### [SELECTION]
....

The availability of repurchase vehicles is diminishing, and this situation will not change any time soon. Many of you have already accepted this realization and have decided to purchase risk vehicles.
Obviously, price plays a significant role in the selection process in terms of available capital as well as the affect on monthly interest costs. We can all recognize a “cheap” deal when we see one, but at the same time we have to be cognizant of other factors beyond price.
So how do you go about evaluating vehicles and determining the best ones to buy?
Understand the Incentives Game
Following acquisition price, residual value is the next critical factor. Besides just forecasting residual value you need to consider brand value, brand and model durability, local dealer stability and local vehicle supply.
From the rental operator’s standpoint, brand value consideration goes beyond the public perception to include how the manufacturer reacts when it misses sales targets.
Many times, deliveries to rental fleet accounts are the first course of action to correct for an oversupply of cars. The benefit to the manufacturer is that the incentives can be earmarked exclusively for those units. However, if that action does not resolve the oversupply then the manufacturer may increase the retail incentives to correct the imbalance. This puts you in the unenviable position of having vehicles in operation that are actually more expensive than new units on the local dealer lot.
Kick the Tires at the Auctions
While the Internet has become a marvelous tool to review average prices and values, it can’t show you the durability of a vehicle coming out of rental service. Visit your local auction on pre-sale day and inspect the vehicles in the class you are considering.

....

### [EXTRACTED INFORMATION]
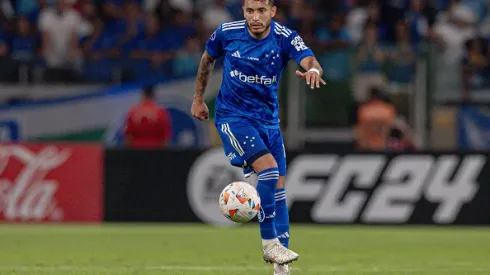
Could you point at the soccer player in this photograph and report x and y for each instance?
(256, 51)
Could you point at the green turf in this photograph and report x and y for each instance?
(192, 249)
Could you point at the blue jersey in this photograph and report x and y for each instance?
(252, 70)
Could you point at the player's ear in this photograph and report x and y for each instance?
(273, 11)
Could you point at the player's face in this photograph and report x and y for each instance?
(258, 15)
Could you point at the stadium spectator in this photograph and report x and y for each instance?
(374, 122)
(370, 61)
(148, 125)
(334, 44)
(400, 138)
(476, 64)
(401, 76)
(25, 44)
(186, 62)
(216, 13)
(151, 48)
(59, 44)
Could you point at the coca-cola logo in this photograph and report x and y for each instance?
(25, 192)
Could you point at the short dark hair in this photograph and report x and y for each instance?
(271, 2)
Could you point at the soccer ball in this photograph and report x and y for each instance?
(239, 202)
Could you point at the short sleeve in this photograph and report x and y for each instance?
(214, 45)
(296, 47)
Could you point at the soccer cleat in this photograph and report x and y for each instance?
(276, 253)
(281, 269)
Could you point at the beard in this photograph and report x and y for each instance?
(260, 32)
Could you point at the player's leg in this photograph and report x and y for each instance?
(276, 146)
(282, 213)
(268, 177)
(277, 149)
(244, 146)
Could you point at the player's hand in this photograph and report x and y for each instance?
(312, 79)
(200, 110)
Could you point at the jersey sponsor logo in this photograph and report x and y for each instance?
(256, 79)
(379, 189)
(236, 54)
(299, 44)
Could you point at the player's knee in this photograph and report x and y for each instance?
(264, 162)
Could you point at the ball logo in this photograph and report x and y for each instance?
(209, 174)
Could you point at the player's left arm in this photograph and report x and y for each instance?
(304, 56)
(314, 72)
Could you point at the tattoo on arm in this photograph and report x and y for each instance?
(206, 68)
(310, 62)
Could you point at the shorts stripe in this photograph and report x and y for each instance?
(225, 128)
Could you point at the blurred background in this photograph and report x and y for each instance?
(95, 128)
(425, 60)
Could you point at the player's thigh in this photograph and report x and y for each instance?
(280, 183)
(242, 143)
(277, 149)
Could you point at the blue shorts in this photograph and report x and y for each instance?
(244, 142)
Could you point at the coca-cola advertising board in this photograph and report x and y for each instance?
(51, 182)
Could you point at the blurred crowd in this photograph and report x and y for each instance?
(363, 45)
(107, 40)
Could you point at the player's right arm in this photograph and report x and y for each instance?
(206, 67)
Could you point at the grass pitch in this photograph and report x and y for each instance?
(125, 249)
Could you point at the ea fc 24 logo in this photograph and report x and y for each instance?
(450, 181)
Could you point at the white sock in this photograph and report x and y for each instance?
(267, 242)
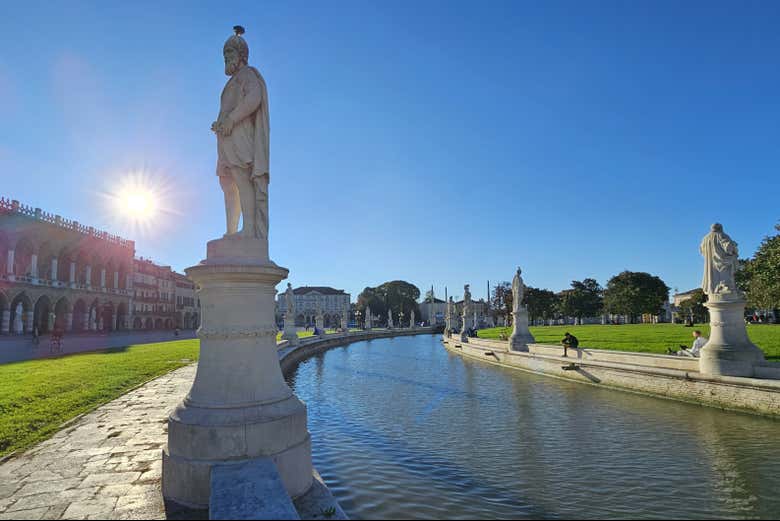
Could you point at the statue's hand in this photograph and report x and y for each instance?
(227, 126)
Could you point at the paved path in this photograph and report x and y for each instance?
(105, 465)
(17, 348)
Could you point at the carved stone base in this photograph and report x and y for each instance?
(729, 351)
(521, 336)
(239, 407)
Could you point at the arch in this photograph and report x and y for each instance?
(61, 309)
(121, 316)
(80, 315)
(106, 319)
(23, 299)
(23, 257)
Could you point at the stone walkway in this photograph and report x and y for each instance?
(105, 465)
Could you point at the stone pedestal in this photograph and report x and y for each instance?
(239, 408)
(729, 351)
(521, 336)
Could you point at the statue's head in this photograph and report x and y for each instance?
(235, 51)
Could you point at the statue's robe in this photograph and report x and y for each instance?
(245, 100)
(720, 262)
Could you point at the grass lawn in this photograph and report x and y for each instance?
(645, 338)
(38, 396)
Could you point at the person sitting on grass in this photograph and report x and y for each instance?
(698, 342)
(569, 341)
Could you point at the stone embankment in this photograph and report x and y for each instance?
(658, 375)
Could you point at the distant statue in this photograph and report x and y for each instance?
(243, 137)
(518, 291)
(18, 324)
(720, 262)
(289, 299)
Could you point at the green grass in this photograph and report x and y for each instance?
(38, 396)
(643, 338)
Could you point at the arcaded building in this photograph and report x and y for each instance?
(58, 273)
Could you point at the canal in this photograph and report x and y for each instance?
(402, 428)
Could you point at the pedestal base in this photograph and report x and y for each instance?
(200, 438)
(239, 407)
(521, 336)
(729, 351)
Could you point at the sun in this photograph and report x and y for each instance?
(138, 203)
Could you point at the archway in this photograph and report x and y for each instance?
(80, 316)
(107, 316)
(121, 316)
(61, 310)
(41, 314)
(26, 306)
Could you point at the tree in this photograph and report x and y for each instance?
(397, 295)
(693, 308)
(760, 276)
(584, 299)
(541, 303)
(635, 293)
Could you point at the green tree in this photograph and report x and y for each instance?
(541, 303)
(760, 276)
(396, 295)
(634, 293)
(693, 308)
(584, 299)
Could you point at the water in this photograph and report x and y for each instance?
(403, 429)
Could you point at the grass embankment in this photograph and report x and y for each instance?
(643, 338)
(38, 396)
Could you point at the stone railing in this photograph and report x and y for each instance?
(14, 207)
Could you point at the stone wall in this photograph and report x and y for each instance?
(637, 372)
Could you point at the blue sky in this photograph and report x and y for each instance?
(440, 143)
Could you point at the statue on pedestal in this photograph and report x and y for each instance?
(721, 261)
(729, 351)
(521, 335)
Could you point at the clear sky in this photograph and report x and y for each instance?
(436, 142)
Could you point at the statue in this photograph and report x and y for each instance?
(720, 262)
(518, 291)
(243, 133)
(18, 324)
(289, 299)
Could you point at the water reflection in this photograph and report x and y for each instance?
(402, 428)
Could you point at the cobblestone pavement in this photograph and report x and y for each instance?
(105, 465)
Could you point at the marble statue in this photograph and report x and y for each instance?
(465, 312)
(521, 336)
(729, 351)
(239, 408)
(289, 300)
(18, 324)
(720, 262)
(243, 134)
(518, 291)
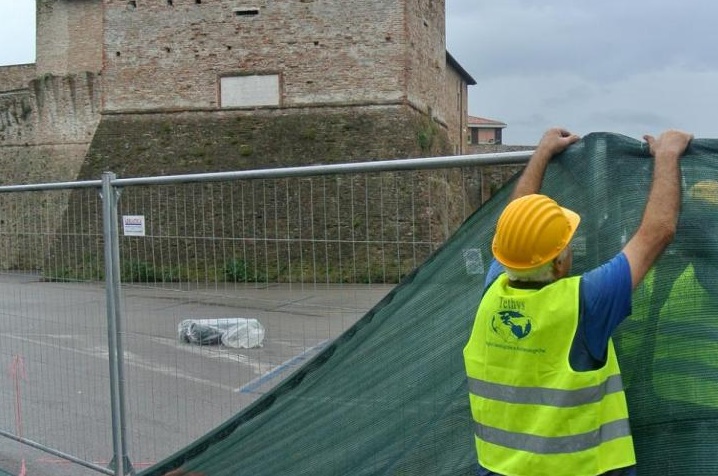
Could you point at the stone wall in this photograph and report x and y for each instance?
(15, 77)
(45, 132)
(211, 215)
(426, 56)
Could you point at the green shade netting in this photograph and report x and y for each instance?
(389, 397)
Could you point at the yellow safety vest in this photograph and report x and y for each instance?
(533, 414)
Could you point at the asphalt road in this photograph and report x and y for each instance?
(54, 366)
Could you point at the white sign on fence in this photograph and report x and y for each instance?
(133, 225)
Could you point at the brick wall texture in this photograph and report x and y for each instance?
(134, 87)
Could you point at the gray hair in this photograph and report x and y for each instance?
(539, 274)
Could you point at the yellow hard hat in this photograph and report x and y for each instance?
(705, 191)
(532, 230)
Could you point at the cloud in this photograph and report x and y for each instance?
(627, 67)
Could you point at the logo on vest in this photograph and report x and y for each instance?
(511, 326)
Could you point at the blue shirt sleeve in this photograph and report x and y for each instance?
(605, 301)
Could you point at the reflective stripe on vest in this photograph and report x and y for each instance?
(556, 444)
(546, 396)
(531, 409)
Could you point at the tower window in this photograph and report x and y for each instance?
(246, 12)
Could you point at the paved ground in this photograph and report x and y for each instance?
(54, 363)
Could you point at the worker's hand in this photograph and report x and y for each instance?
(671, 143)
(556, 140)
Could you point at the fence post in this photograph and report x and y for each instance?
(120, 460)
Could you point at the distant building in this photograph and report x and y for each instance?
(381, 66)
(484, 131)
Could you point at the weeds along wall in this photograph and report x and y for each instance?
(335, 229)
(46, 126)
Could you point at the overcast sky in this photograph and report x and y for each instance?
(630, 67)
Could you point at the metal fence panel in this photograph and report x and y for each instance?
(305, 253)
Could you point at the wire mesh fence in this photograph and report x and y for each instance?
(299, 255)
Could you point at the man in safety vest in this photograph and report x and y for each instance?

....

### [JOBS]
1. In the text on buying rental fleet vehicles, what is named as the next critical factor after acquisition price?
2. Pick up the text on buying rental fleet vehicles after its final sentence and write the next part.

### [EXPECTED RESULTS]
1. Residual value.

2.
Look for durability indicators: worn tires at low mileage, excessive denting to deck lids, hoods and doors, abnormal interior wear patterns on the cushions, carpeting and seatbelts, and excessive bumper cover damage. Your top maintenance processes will be all for naught if the new cars you are buying show excessive wear-and-tear at the other end. There are still many program cars running through the lanes, so take advantage of this opportunity while you can.
How Stable Is Your Local Dealer?
Should the need arise, consider the local dealer of that brand to provide service and parts—not just batteries and radio knobs but crash parts as well. Additionally, just how stable is the local dealer of that brand? Will they be in business when the cars come out of service? Has the franchise been bounced around between several dealer groups over the last couple of years? If so, the retail (new or used) market for that brand may not be there to support you when your vehicles come out of service. [PAGEBREAK] What Are the Majors Doing?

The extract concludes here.